• **PROBLEM TO SOLVE**
Every line of the data is to be transcribed as it stands.
>>>>>
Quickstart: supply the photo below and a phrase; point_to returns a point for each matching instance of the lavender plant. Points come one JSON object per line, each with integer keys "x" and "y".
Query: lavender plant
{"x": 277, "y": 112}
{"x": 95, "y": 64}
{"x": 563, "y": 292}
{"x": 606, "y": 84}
<<<<<
• **ANSWER TO THIS TASK**
Quickstart: supply the photo below and a phrase; point_to returns a point for each matching instance of the lavender plant. Points come one JSON object per line, each with integer keys "x" and "y".
Query: lavender plant
{"x": 277, "y": 112}
{"x": 95, "y": 64}
{"x": 563, "y": 292}
{"x": 606, "y": 84}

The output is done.